_SET TASK:_
Copy each line exactly. Leave nothing out.

_RECORDS TO PROCESS:_

──────

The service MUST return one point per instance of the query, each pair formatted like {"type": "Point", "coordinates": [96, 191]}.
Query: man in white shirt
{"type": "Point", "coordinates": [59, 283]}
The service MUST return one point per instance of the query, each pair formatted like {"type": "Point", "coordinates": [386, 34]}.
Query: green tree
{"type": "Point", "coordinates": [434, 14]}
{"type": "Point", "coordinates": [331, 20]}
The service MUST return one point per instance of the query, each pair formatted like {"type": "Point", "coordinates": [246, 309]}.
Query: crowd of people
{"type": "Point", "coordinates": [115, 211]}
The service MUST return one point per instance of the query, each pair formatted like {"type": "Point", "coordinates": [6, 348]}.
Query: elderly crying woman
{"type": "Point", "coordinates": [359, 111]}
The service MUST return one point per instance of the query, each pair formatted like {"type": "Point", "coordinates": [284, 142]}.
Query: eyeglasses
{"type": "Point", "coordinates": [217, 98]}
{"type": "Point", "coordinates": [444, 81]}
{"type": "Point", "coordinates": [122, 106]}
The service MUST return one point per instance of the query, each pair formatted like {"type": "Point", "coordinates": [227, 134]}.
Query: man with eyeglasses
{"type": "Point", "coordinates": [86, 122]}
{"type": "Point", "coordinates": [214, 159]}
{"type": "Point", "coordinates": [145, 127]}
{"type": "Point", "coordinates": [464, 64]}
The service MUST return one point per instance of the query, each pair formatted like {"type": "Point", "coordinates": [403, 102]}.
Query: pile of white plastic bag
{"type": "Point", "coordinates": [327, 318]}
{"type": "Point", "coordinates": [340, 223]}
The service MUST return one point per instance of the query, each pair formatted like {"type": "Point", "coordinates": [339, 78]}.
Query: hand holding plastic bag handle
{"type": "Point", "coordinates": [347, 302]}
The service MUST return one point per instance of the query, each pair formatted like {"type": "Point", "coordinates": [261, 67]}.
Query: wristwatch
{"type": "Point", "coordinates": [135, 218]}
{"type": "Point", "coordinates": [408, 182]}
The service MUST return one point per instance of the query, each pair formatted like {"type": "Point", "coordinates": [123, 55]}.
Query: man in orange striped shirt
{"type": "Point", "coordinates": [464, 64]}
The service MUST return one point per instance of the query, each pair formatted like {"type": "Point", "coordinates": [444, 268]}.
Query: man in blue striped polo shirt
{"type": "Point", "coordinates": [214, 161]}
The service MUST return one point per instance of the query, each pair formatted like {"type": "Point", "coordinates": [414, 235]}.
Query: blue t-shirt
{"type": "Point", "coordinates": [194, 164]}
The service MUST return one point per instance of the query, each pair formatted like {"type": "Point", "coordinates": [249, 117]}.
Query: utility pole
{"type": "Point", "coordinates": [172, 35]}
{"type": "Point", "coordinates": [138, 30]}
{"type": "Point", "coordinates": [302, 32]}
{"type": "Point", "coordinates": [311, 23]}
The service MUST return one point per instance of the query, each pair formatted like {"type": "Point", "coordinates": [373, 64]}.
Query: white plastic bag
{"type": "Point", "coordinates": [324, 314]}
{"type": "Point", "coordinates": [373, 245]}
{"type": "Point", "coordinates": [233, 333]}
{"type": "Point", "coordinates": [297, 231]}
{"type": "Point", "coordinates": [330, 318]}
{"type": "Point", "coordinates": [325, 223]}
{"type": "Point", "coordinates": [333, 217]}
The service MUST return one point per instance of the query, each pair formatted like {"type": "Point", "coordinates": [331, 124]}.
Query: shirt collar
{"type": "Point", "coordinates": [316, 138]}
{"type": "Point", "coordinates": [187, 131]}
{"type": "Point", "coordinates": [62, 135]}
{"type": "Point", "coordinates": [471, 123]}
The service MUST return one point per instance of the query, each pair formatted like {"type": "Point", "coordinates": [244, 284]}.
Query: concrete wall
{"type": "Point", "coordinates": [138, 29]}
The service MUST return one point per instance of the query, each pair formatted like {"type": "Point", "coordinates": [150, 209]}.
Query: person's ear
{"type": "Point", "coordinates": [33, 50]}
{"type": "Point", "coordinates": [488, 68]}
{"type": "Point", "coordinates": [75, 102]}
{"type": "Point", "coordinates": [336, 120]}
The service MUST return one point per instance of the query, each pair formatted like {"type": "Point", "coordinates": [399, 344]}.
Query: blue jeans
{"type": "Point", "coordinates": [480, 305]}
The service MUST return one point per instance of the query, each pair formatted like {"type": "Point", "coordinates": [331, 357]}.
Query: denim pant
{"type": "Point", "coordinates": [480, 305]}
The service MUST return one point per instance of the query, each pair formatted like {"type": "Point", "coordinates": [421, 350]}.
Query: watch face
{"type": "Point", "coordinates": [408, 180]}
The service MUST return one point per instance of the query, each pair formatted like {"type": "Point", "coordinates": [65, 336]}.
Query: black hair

──────

_RESULT:_
The service MUST return one point per instance of the query, each pair formatted like {"type": "Point", "coordinates": [96, 191]}.
Query: man in white shirt
{"type": "Point", "coordinates": [59, 283]}
The service MUST return one point per instance of the query, each pair formatted like {"type": "Point", "coordinates": [386, 34]}.
Query: green tree
{"type": "Point", "coordinates": [434, 14]}
{"type": "Point", "coordinates": [331, 20]}
The service MUST return one point per instance of the query, each pair formatted like {"type": "Point", "coordinates": [246, 309]}.
Query: crowd of people
{"type": "Point", "coordinates": [115, 211]}
The service MUST return one point per instance of the query, each pair formatted like {"type": "Point", "coordinates": [6, 348]}.
Query: elderly crying woman
{"type": "Point", "coordinates": [359, 111]}
The service MUST return one point per instance of the query, each pair formatted like {"type": "Point", "coordinates": [284, 142]}.
Query: eyeglasses
{"type": "Point", "coordinates": [217, 98]}
{"type": "Point", "coordinates": [444, 81]}
{"type": "Point", "coordinates": [122, 106]}
The service MUST return one point per instance of the query, each pair formatted like {"type": "Point", "coordinates": [227, 134]}.
Query: man with eyeglasses
{"type": "Point", "coordinates": [86, 122]}
{"type": "Point", "coordinates": [214, 159]}
{"type": "Point", "coordinates": [145, 127]}
{"type": "Point", "coordinates": [464, 64]}
The service MUST return one point per instance of the query, each pair formatted like {"type": "Point", "coordinates": [403, 102]}.
Query: pile of white plastic bag
{"type": "Point", "coordinates": [327, 318]}
{"type": "Point", "coordinates": [340, 223]}
The service MUST return one point per instance of the query, each pair formatted like {"type": "Point", "coordinates": [339, 78]}.
Query: hand holding plastic bag handle
{"type": "Point", "coordinates": [347, 302]}
The service MUST return one point per instance of the query, each pair formatted like {"type": "Point", "coordinates": [261, 67]}.
Query: wristwatch
{"type": "Point", "coordinates": [135, 218]}
{"type": "Point", "coordinates": [408, 182]}
The service MUST return one point per instance of the query, each pair formatted like {"type": "Point", "coordinates": [123, 55]}.
Query: man in orange striped shirt
{"type": "Point", "coordinates": [464, 64]}
The service MUST return one point per instance of the query, each pair formatted like {"type": "Point", "coordinates": [444, 268]}.
Query: man in blue striped polo shirt
{"type": "Point", "coordinates": [214, 161]}
The service MUST return one point per instance of the query, each pair formatted like {"type": "Point", "coordinates": [414, 235]}.
Query: blue t-shirt
{"type": "Point", "coordinates": [194, 164]}
The service MUST return one point per instance of the query, each pair formatted like {"type": "Point", "coordinates": [249, 117]}.
Query: utility pole
{"type": "Point", "coordinates": [172, 35]}
{"type": "Point", "coordinates": [138, 30]}
{"type": "Point", "coordinates": [302, 32]}
{"type": "Point", "coordinates": [311, 23]}
The service MUST return one point per instance of the query, each pair formatted like {"type": "Point", "coordinates": [373, 64]}.
Query: white plastic bag
{"type": "Point", "coordinates": [324, 314]}
{"type": "Point", "coordinates": [373, 245]}
{"type": "Point", "coordinates": [233, 333]}
{"type": "Point", "coordinates": [297, 231]}
{"type": "Point", "coordinates": [330, 318]}
{"type": "Point", "coordinates": [325, 223]}
{"type": "Point", "coordinates": [333, 217]}
The service MUST return one point per instance of the query, each pair formatted like {"type": "Point", "coordinates": [331, 124]}.
Query: shirt collar
{"type": "Point", "coordinates": [316, 138]}
{"type": "Point", "coordinates": [187, 131]}
{"type": "Point", "coordinates": [62, 135]}
{"type": "Point", "coordinates": [471, 123]}
The service MUST return one point per instance of the query, each pair formatted like {"type": "Point", "coordinates": [244, 284]}.
Query: concrete wall
{"type": "Point", "coordinates": [138, 29]}
The service MUST return one point per instance of the query, each pair formatted like {"type": "Point", "coordinates": [150, 209]}.
Query: person's ear
{"type": "Point", "coordinates": [33, 50]}
{"type": "Point", "coordinates": [488, 68]}
{"type": "Point", "coordinates": [75, 102]}
{"type": "Point", "coordinates": [336, 120]}
The service MUST return one point per instance of the query, each pair formatted like {"type": "Point", "coordinates": [399, 344]}.
Query: blue jeans
{"type": "Point", "coordinates": [480, 305]}
The service MUST return one point per instance of the query, each pair formatted like {"type": "Point", "coordinates": [331, 357]}.
Query: denim pant
{"type": "Point", "coordinates": [480, 305]}
The service MUST return one point per instance of the query, each pair formatted like {"type": "Point", "coordinates": [421, 350]}.
Query: watch face
{"type": "Point", "coordinates": [408, 180]}
The service MUST return one point per instance of the query, each pair formatted like {"type": "Point", "coordinates": [65, 336]}.
Query: black hair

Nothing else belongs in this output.